### CONSEGNA
Traduci in inglese la frase "Possiamo pensare all’Italia, all’Europa come a una immensa orchestra." tratta dal testo sul rinascimento degli alberi.

### TESTO DI PARTENZA
..........

Il rinascimento degli alberi
Possiamo pensare all’Italia, all’Europa come a una immensa orchestra. Gli strumenti sono le nostre città. Ma un’orchestra che altro è se non una foresta? Dai materiali (i “legni”, i minerali negli ottoni, le tracce animali degli archi e dei timpani), alla sintonia diffusa di relazioni per sé impercettibili fra strumenti, dagli accenti ritmici dei vibrati e dei pizzicati, all’integrazione continua e dinamica di onde sonore diverse, confluenti, divergenti, l’orchestra è metafora della foresta. La sua struttura è un pentagramma, il suo dinamismo il ritmo musicale. I cittadini devono diventare i suoi strumentisti, facendo partecipare alberi e foreste a un nuovo rinascimento italiano e recuperando il sapere che aveva portato al “bel paese”, oggi omologato e banalizzato ma che ancora conserva grandi riserve di diversità biologica e culturale, dall’immenso valore naturale, sociale, storico e narrativo.

..........

### ESTRATTI DI DATI
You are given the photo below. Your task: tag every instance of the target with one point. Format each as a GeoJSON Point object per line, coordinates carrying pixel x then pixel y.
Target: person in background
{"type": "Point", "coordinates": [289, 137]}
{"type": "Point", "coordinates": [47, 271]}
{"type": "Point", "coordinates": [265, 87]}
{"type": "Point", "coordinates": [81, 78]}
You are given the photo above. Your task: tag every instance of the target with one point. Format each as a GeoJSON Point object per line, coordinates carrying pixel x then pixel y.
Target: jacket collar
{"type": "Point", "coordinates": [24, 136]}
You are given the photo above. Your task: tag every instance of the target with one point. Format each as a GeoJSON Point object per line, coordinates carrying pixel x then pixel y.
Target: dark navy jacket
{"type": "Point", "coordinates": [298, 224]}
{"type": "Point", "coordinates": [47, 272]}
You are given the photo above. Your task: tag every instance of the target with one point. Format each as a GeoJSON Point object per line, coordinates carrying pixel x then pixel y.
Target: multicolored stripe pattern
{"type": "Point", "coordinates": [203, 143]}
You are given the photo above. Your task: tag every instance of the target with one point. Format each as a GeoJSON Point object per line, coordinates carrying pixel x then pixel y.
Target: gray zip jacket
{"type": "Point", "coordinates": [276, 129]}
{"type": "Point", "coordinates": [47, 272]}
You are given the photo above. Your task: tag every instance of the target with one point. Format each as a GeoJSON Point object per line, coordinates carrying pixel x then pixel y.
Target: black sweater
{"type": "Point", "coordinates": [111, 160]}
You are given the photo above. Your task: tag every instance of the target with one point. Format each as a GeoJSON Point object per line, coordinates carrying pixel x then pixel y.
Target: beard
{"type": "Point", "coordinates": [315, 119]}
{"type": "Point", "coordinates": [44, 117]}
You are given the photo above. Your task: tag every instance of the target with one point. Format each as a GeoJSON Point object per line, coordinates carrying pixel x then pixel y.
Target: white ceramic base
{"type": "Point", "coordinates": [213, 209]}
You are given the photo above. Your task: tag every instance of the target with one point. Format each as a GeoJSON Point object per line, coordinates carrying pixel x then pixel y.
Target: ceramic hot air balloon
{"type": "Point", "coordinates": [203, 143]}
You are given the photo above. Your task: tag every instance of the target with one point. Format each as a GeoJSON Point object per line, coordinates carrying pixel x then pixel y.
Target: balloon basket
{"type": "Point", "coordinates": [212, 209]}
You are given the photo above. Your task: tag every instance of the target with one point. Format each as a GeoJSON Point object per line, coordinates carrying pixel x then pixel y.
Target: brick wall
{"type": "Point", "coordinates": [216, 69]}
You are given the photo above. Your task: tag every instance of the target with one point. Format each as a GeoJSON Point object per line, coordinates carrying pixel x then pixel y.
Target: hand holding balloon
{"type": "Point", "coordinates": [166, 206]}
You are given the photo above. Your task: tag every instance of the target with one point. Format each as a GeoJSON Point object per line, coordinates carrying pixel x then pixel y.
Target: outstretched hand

..........

### RISPOSTA
We can think of Italy, of Europe, as an immense orchestra.